### EXERCISES TO COMPLETE
(A) In the bungalow court article, who wrote the video post shared in the Facebook group?
(B) Translate this sentence from the bungalow court article into Spanish: "And there are public safety concerns raised by rushed construction work."
(C) Resume the bungalow court article after its final sentence and write what comes next.

### READING PASSAGE
■ ■ ■ ■ ■ ■ ■

It has arched doors, a street address of 529 or 329, appears to have been built in the 1920s or 1930s, and on January 26, 2019 its conversion to short term use was featured in a video post on a public Facebook group called Airbnb Girls – The journey of running a short term rental business. The group is administered by Erica Beers and Rebecca Slivka of Pillow & Coffee, and Slivka authored the post.
Do you recognize this pretty bungalow court or the buildings across the street? If so, please comment on this post or email us.
If this project is in the city of Los Angeles, as Slivka states, then the video shows expensive construction work being done to convert what is almost certainly a rent controlled multi-family property, just six months before the new home sharing ordinance that bans listing RSOs went into effect. Are these RSO units and are they being listed by the night now?
The gutting of the historic bungalow court to install generic fixtures that appeal to transient visitors doesn’t just take apartments off the market. It also hurts the environment by generating toxic dust and trips to the landfill, and destroys the character that makes older buildings so appealing.
And there are public safety concerns raised by rushed construction work. We don’t yet know the bungalow court address to look up its permit history, but we note that there are no recent building permits for the apparently brand new kitchen and bathroom visible in photographs of the Bukowski Court cottage listed on Airbnb. This type of work, and that seen in the Airbnb Girls video, requires permits from the city.

■ ■ ■ ■ ■ ■ ■

Source data:
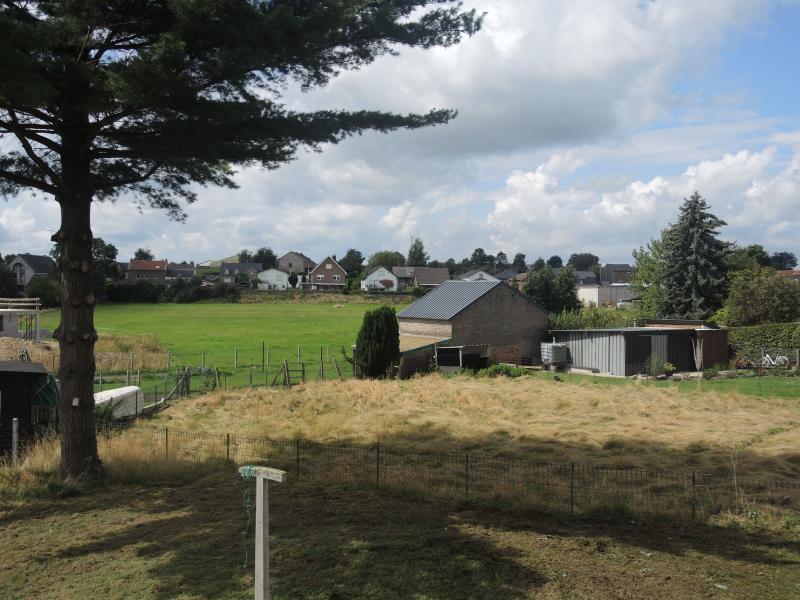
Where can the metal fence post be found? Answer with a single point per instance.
(378, 464)
(572, 487)
(297, 457)
(466, 474)
(14, 441)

■ ■ ■ ■ ■ ■ ■

### SOLVED PROBLEMS
(A) Rebecca Slivka of Pillow & Coffee.

(B) Y hay preocupaciones de seguridad pública que surgen por las obras de construcción hechas a la carrera.

(C)
Update (a little later on) March 13, 2023: Cheers to preservation pal Rio Dylan Hernandez, who was so incensed by the bungalow court gutting video that despite being on deadline, she put on her detective’s hat, and quickly identified the property as 329-333 N. Alexandria Avenue, an eight unit rent controlled complex listed on Survey LA as an historic resource. It was sold to Rebecca Slivka and Erica Beers in November 2018 for $1.6 Million. Eight months earlier, it had changed hands for $1.2 Million.
The offering memorandum circulated by Iconic Investments touted the upside: “The property will be delivered with four vacant units and possibly a fifth unit [out of eight] that is currently under eviction. That is a rare opportunity, especially in light of a potential Costa-Hawkins repeal that could permit vacancy control. Having the majority of the units vacant allows new ownership to immediately renovate, remodel and reposition the property to capture a higher-income tenant base and top-of-market rents.”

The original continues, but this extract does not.